▶ **WHAT YOU NEED TO DO**:
Take the line that contains "of the wooden" as the first line and the final line of the records as the last; return exactly those lines and the lines between.

Dataset entries
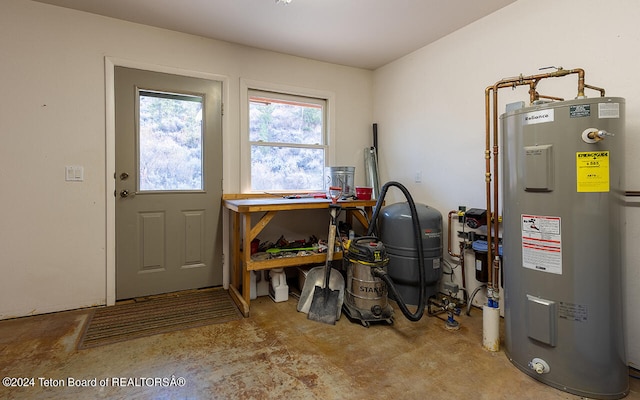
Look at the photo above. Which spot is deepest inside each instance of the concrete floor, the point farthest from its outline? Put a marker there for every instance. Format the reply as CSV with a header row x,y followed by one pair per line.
x,y
275,354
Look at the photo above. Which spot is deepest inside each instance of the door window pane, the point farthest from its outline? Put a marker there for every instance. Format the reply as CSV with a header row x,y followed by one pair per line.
x,y
170,142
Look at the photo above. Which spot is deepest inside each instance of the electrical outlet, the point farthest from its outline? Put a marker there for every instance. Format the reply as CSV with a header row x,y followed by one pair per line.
x,y
73,173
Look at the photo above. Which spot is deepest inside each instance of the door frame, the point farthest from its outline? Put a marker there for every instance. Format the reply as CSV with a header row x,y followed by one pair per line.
x,y
110,161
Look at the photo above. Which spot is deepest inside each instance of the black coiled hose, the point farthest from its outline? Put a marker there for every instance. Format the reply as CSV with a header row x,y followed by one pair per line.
x,y
381,273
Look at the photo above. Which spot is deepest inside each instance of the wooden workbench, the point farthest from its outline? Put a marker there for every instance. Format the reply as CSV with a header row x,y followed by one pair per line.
x,y
243,232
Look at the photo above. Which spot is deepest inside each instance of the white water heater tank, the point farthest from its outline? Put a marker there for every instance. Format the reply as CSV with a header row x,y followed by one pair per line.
x,y
562,226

▶ **ANSWER TO THIS TASK**:
Look at the photo above. Which spot is deepest inside each instance of the wooden workbench, the point farthest from its outline? Put a marker there for every instance. Format the reply as CSV with a header row x,y followed by one pair per line.
x,y
243,232
Look at the photo above. Which spot is deepest inside each instance of the white water heater tank, the point farthest from its outline? Put a marker there for every instance. Format the reply as CSV with a header row x,y followed by one pair per line.
x,y
562,226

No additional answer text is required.